Work order:
Across all lines of the entries, tally those with the word "lamp" in them. The reply is the tally, by itself.

Dataset items:
- - - - -

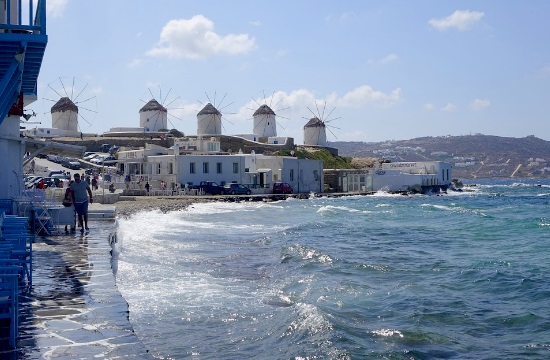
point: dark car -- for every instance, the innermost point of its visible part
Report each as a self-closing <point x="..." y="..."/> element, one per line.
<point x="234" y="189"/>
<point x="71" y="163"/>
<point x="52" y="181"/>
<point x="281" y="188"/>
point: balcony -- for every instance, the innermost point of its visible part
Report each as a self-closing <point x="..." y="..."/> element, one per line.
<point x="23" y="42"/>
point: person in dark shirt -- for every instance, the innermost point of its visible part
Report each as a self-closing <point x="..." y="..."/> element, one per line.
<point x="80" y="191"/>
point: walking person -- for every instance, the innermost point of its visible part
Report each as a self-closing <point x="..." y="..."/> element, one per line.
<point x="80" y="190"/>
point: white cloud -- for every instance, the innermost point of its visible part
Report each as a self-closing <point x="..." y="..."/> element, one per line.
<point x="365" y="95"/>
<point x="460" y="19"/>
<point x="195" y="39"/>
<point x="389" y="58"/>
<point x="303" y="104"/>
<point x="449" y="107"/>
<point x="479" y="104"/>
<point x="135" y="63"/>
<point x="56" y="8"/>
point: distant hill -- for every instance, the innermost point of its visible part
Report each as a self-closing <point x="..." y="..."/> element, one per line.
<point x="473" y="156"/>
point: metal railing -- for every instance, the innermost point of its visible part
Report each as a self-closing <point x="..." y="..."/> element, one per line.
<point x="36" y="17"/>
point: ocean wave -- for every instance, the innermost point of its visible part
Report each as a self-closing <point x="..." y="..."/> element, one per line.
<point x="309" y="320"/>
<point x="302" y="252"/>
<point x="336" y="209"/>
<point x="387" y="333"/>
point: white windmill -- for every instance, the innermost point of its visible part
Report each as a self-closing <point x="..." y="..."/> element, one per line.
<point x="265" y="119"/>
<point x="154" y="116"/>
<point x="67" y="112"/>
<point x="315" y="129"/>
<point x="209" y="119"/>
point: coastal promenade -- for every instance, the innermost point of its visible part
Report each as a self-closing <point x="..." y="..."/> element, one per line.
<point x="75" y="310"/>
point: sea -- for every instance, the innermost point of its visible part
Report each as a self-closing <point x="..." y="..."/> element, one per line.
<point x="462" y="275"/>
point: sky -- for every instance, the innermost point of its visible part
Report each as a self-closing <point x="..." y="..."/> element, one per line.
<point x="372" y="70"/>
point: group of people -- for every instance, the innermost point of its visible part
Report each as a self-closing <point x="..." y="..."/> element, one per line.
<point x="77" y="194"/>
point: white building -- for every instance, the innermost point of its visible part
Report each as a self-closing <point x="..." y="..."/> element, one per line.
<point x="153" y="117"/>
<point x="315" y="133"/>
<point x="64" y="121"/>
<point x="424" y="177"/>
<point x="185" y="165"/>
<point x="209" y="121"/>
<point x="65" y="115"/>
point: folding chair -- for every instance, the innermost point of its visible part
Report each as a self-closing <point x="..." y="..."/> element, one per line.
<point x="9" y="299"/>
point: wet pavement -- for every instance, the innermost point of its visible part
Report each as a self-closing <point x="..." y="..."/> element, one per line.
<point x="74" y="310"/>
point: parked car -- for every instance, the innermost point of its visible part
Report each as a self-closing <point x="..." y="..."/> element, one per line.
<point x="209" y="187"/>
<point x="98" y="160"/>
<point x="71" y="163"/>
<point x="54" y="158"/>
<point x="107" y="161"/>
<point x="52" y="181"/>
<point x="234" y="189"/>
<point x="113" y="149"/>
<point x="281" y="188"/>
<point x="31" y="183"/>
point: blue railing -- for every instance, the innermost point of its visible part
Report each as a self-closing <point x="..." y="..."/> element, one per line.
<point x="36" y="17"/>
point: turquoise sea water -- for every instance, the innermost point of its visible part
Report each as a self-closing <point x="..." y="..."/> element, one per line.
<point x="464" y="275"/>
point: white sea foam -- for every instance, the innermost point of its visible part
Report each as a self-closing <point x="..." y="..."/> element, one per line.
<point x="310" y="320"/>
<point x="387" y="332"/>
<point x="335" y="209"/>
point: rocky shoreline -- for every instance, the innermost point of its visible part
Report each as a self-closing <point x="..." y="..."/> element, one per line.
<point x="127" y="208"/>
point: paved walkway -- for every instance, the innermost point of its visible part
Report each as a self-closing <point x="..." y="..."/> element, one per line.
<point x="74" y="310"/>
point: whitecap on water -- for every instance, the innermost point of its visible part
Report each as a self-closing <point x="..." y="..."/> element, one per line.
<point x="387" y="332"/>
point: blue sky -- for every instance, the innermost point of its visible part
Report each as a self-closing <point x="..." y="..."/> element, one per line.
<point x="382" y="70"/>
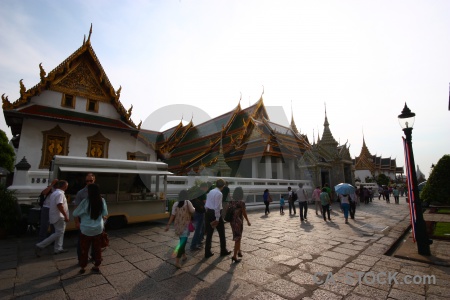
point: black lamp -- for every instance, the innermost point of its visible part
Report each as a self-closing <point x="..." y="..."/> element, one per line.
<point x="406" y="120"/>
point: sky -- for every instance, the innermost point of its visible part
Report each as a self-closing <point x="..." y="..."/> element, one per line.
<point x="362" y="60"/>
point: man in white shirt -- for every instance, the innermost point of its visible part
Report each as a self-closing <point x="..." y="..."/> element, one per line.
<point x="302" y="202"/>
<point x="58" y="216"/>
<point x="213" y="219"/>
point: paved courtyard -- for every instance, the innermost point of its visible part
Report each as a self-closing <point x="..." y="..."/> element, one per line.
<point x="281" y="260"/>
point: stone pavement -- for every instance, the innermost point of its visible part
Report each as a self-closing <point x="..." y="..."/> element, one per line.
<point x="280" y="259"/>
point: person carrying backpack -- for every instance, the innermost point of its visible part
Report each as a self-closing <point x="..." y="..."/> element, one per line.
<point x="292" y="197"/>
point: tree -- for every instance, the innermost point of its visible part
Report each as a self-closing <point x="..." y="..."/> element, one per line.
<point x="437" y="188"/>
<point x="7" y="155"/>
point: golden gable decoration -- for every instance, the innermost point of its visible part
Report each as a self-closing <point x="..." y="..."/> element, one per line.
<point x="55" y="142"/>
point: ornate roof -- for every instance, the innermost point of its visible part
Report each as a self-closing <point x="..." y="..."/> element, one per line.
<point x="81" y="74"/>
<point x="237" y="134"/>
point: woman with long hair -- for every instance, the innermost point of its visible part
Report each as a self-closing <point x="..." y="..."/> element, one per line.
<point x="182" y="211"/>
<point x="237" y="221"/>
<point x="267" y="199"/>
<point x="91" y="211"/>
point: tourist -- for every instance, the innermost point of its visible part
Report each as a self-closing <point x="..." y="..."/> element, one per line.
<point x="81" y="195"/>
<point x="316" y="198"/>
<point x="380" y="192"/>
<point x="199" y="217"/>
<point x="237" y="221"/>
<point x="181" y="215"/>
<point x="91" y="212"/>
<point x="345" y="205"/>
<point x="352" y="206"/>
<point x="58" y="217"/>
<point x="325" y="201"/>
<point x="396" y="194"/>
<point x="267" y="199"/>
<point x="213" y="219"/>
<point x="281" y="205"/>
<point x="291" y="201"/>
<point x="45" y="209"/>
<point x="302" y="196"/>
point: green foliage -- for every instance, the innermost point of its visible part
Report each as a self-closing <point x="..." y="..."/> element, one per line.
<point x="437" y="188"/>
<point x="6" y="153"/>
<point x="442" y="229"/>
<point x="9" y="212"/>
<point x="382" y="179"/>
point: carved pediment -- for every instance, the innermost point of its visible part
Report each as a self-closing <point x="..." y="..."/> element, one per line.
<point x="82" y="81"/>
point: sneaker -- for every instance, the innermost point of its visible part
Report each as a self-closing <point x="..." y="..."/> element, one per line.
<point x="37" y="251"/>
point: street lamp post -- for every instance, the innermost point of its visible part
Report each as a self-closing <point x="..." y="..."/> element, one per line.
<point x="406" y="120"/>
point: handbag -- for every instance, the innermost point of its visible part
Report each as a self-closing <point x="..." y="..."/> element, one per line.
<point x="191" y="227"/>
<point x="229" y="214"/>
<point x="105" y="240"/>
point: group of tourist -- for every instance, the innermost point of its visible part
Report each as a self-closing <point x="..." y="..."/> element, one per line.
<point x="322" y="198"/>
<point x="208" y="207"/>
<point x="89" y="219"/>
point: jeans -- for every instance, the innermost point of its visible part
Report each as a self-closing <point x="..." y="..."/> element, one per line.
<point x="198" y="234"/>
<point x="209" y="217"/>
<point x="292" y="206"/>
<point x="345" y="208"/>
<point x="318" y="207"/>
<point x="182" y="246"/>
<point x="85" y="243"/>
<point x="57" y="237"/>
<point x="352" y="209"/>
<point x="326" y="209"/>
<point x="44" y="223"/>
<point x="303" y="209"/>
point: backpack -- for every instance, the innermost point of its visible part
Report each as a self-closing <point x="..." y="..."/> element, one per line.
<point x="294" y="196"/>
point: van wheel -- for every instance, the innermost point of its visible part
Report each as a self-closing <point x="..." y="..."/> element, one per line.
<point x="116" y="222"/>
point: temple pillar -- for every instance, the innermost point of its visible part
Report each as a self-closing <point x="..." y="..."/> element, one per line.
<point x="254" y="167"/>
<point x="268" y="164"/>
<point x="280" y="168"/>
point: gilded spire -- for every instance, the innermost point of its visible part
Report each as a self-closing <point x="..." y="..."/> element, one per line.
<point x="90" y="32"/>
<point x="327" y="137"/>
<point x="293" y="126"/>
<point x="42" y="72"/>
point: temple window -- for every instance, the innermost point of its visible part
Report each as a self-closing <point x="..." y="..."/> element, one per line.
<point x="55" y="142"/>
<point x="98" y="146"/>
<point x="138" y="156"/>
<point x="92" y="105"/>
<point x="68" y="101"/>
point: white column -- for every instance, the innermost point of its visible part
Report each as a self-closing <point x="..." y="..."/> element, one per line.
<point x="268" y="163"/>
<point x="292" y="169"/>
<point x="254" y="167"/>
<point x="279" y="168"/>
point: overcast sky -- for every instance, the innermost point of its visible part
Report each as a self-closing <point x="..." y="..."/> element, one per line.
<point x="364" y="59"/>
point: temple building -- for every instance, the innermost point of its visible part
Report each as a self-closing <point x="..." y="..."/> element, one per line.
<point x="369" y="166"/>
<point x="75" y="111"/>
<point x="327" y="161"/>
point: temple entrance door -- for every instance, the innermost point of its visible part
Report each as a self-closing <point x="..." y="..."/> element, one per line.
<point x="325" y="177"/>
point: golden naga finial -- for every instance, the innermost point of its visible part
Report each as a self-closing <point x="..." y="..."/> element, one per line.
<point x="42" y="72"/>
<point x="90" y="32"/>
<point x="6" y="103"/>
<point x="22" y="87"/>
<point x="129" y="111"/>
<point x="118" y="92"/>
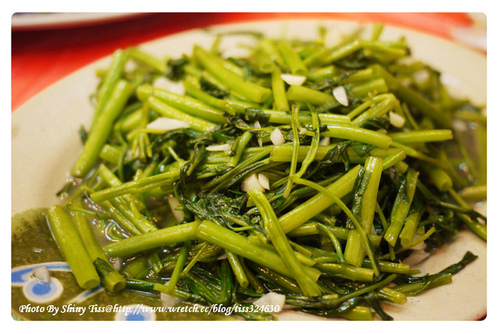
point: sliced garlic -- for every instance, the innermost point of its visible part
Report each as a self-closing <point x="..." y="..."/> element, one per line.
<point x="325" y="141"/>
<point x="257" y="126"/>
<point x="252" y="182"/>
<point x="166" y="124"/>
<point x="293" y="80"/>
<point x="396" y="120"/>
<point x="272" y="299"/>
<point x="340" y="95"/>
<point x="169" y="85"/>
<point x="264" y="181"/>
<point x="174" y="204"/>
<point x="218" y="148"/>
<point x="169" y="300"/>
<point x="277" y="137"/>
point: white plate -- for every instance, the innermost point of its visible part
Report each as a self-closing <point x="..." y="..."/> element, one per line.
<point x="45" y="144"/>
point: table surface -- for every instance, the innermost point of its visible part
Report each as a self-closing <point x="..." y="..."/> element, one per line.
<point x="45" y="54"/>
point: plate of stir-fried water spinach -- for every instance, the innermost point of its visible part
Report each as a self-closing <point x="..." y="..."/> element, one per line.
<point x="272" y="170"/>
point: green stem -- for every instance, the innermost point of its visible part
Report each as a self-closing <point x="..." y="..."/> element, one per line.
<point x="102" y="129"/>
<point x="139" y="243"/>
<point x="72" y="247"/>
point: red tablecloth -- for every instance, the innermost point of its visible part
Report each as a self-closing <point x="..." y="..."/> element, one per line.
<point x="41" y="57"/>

- - - - -

Response to this exercise:
2